**WHAT IS ASKED**. Copy out the material below verbatim, leaving the pictures out of your answer.

**Image location labeling entries**.
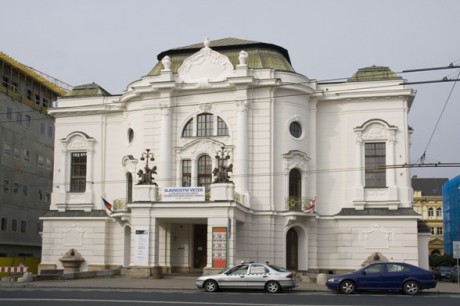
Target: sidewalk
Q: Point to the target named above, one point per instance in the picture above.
(170, 283)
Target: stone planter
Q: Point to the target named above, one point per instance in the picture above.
(71, 261)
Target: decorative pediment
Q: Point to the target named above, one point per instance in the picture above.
(296, 159)
(200, 146)
(78, 141)
(205, 66)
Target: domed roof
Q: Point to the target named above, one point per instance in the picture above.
(260, 55)
(374, 73)
(88, 90)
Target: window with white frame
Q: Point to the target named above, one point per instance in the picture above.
(6, 186)
(78, 172)
(186, 173)
(207, 124)
(204, 171)
(7, 149)
(375, 162)
(439, 212)
(430, 212)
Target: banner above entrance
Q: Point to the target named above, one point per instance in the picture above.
(183, 194)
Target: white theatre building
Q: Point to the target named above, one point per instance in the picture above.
(312, 183)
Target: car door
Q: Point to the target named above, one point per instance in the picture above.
(257, 276)
(371, 277)
(395, 275)
(235, 278)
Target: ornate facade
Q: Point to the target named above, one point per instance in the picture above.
(310, 187)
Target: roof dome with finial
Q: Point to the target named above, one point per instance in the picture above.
(260, 55)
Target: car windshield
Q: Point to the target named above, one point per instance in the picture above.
(277, 268)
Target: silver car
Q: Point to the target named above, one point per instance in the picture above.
(249, 276)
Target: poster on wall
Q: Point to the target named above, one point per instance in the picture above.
(219, 247)
(141, 247)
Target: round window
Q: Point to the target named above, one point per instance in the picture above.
(130, 135)
(295, 129)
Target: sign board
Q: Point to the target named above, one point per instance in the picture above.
(141, 247)
(456, 249)
(219, 247)
(183, 194)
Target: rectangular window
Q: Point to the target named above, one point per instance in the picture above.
(7, 150)
(40, 194)
(186, 173)
(6, 186)
(222, 129)
(27, 121)
(50, 131)
(15, 188)
(39, 227)
(204, 125)
(48, 164)
(375, 164)
(19, 118)
(4, 224)
(78, 172)
(25, 190)
(17, 153)
(41, 161)
(26, 155)
(9, 113)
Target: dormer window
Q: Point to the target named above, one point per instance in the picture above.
(207, 125)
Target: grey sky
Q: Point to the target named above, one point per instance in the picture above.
(114, 42)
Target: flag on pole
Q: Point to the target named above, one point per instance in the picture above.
(107, 204)
(311, 206)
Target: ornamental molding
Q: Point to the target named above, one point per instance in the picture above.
(205, 66)
(296, 159)
(201, 146)
(78, 141)
(374, 130)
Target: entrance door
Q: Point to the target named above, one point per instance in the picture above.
(292, 250)
(200, 244)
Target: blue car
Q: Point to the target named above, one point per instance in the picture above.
(386, 276)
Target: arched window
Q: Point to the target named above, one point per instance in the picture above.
(295, 186)
(207, 124)
(439, 212)
(188, 129)
(129, 187)
(204, 171)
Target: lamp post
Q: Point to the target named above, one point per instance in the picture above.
(146, 176)
(222, 170)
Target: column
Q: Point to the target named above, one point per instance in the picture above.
(242, 151)
(164, 162)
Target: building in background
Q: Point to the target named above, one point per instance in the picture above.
(223, 153)
(26, 157)
(451, 201)
(428, 203)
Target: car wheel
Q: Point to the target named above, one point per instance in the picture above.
(273, 287)
(347, 287)
(411, 287)
(211, 286)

**THE OUTPUT**.
Target: sidewalk
Q: Point to the target named above, one point per instance in the picture above.
(170, 283)
Target: stone planter
Q: Point to the target named above, one point per instance in the picture above.
(71, 261)
Target: decorative pediment
Q: Point to the target named above, one point per instance in the picture above.
(296, 159)
(200, 146)
(78, 141)
(205, 66)
Target: domed roof
Q: Point to the target named above, one point per instance in the picture above.
(260, 55)
(374, 73)
(88, 90)
Target: window with white frame
Q: Point to the target named above, one point per instance in the picture above.
(6, 186)
(78, 172)
(186, 173)
(207, 124)
(204, 171)
(7, 149)
(375, 162)
(439, 212)
(430, 212)
Target: banner above entrance
Q: Point to the target named above, one point per instance in the picture above.
(183, 194)
Target: white theatre building
Q: Point to the target named above, one point per instance in the picture above.
(312, 183)
Target: car door
Q: Point to the target named above, one point per instance in the picture above.
(257, 276)
(371, 277)
(395, 275)
(235, 278)
Target: ornate facade
Q: Point to the target named above, one point per instance in the picture above.
(310, 187)
Target: roof dome with finial
Q: Point to the target named above, one point per instance in the picture above.
(260, 55)
Target: car windshield
Q: Point to the target named above, one point per instance in the picture above.
(277, 268)
Target: silver car
Q: Point to the target named above, one point per instance in the picture above.
(249, 276)
Target: poster on wall
Q: Point to the target named above, one point per instance in the picture above.
(219, 247)
(141, 247)
Target: round window
Q: Point to the target named above, one point per instance in the picture above.
(130, 135)
(295, 129)
Target: sign board
Q: Point to the target named above, one point per instance in the picture above.
(141, 247)
(456, 249)
(219, 247)
(183, 194)
Target: rectangular window
Q: Point to the target named above, one point per instance in the picture above.
(7, 150)
(40, 194)
(186, 173)
(6, 186)
(222, 129)
(27, 121)
(50, 131)
(15, 188)
(39, 227)
(204, 125)
(48, 164)
(375, 164)
(19, 118)
(4, 224)
(78, 172)
(25, 190)
(17, 153)
(41, 161)
(26, 155)
(9, 113)
Target: dormer window
Q: Point to the target named above, one point per instance in the picture above.
(207, 125)
Target: grey sky
Q: Point to the target named above, one point per instance in the picture above.
(114, 42)
Target: flag on pole
Q: Point to the target named above, one point per instance in the picture above.
(107, 204)
(311, 206)
Target: ornamental molding
Q: Point to the target named above, one point per instance in the picture above.
(205, 66)
(296, 159)
(201, 146)
(78, 141)
(374, 130)
Target: entrance door
Q: Point to the target named above, one point per instance in the picture above.
(292, 250)
(200, 244)
Target: blue car
Q: Point to the target named above, one point per instance in the picture above.
(386, 276)
Target: arched window
Q: Point to the target named above, one point per instance in the picture above.
(295, 186)
(207, 124)
(439, 212)
(188, 129)
(129, 187)
(204, 171)
Target: lamp post
Q: Point to the target named above, one point per instance in the picture above.
(146, 176)
(222, 170)
Target: column
Q: Point to the target named above, one point per instance in the picture above.
(242, 151)
(164, 162)
Target: building in background
Q: Point to the target named above, one point per instance in the picture above.
(223, 153)
(26, 157)
(451, 201)
(428, 203)
Target: car wheel
Q: Point to the target named above, one point per instance in the picture above.
(273, 287)
(347, 287)
(411, 287)
(211, 286)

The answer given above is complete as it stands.